## Your objective
Print, word for word, the stretch of the orchestration thread below from "I'm curious about" through "came together nicely.".

## Article
————
# Billie Eilish - Orchestrated



## Mattia Chiappa (Feb 19, 2020)

Hi people!

For fun I tried to orchestrate Billie Eilish - when the party's over. This was a fun little experiment and I though I'd share it with you.

Sample Libraries used:

- Spitfire Audio BBCSO
- Sample Modeling Brass
- Spitfire Audio BHCT




Score:









Dropbox - File Deleted


Dropbox is a free service that lets you bring your photos, docs, and videos anywhere and share them easily. Never email yourself a file again!




www.dropbox.com






Sketch:









Dropbox - File Deleted


Dropbox is a free service that lets you bring your photos, docs, and videos anywhere and share them easily. Never email yourself a file again!




www.dropbox.com


----------



## markleake (Feb 22, 2020)

This sounds really good. Well done!


----------



## tav.one (Feb 22, 2020)

Wow! So Beautiful...I want to hear this played by live orchestra with Billie on vocals.

Do you have this on Spotify?


----------



## Mattia Chiappa (Feb 22, 2020)

tav.one said:


> Wow! So Beautiful...I want to hear this played by live orchestra with Billie on vocals.
> 
> Do you have this on Spotify?


Hi thanks! Unfortunately I don’t have any music on Spotify. I know, I should look into that


----------



## Gingerbread (Feb 22, 2020)

Beautifully done orchestration (and thanks for breaking out the sections in your video!).

I'm curious about your process: did you work out the orchestration on paper (virtual or otherwise) first, or did you work it out directly in-DAW?


----------



## Ilko Birov (Feb 22, 2020)

Wonderful stuff! And the final part really came together nicely.
This arrangement also reminded me of Elliott Smith.


----------



## Mattia Chiappa (Feb 22, 2020)
————
## Data lines
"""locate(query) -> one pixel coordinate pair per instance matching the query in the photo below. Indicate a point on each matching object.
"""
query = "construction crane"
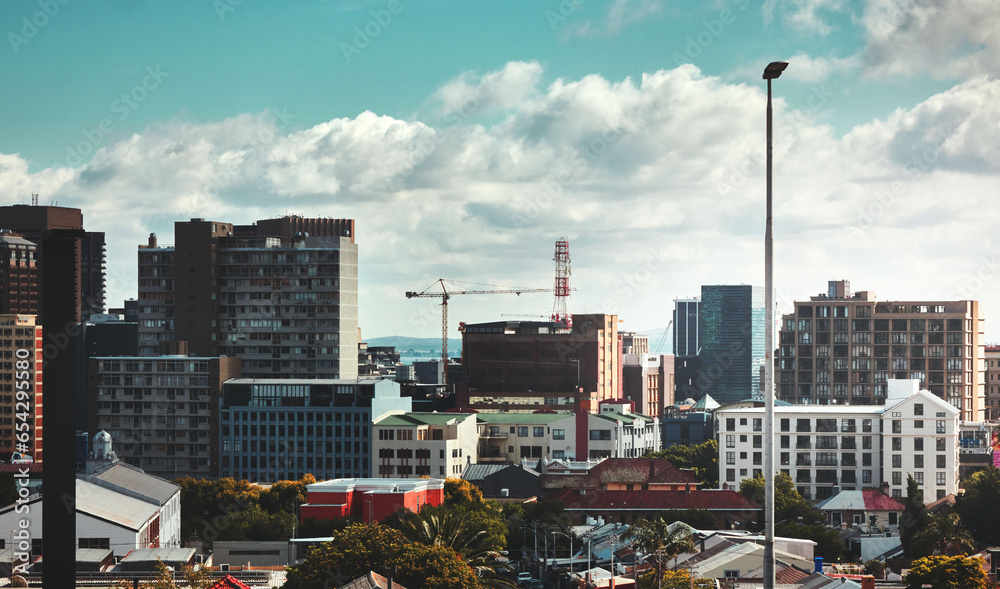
————
## Task result
I'm curious about your process: did you work out the orchestration on paper (virtual or otherwise) first, or did you work it out directly in-DAW?


----------



## Ilko Birov (Feb 22, 2020)

Wonderful stuff! And the final part really came together nicely.